Stored data entries
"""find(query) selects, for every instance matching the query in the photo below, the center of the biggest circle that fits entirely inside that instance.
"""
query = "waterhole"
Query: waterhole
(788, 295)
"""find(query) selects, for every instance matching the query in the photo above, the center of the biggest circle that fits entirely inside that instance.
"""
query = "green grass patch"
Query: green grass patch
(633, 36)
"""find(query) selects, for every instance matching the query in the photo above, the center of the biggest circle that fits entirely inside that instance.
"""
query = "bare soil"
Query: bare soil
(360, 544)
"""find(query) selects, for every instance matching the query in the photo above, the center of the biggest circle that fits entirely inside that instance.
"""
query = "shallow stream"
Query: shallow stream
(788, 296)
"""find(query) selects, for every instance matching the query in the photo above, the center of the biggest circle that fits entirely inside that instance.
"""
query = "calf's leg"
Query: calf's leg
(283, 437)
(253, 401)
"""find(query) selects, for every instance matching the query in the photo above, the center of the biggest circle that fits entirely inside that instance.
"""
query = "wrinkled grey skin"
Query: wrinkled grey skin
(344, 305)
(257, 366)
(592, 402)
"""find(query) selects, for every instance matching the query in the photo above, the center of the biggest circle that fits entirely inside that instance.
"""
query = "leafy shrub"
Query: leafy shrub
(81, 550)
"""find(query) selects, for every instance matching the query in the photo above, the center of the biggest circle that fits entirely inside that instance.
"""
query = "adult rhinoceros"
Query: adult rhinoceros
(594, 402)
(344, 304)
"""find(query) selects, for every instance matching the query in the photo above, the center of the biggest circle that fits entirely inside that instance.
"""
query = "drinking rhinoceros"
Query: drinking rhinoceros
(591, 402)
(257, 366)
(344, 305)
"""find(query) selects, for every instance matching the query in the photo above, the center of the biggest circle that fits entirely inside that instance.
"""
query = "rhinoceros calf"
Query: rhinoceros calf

*Stated problem*:
Filter the data above down to only the lines that contain the string "stream".

*Written response*:
query = "shallow stream"
Query: shallow stream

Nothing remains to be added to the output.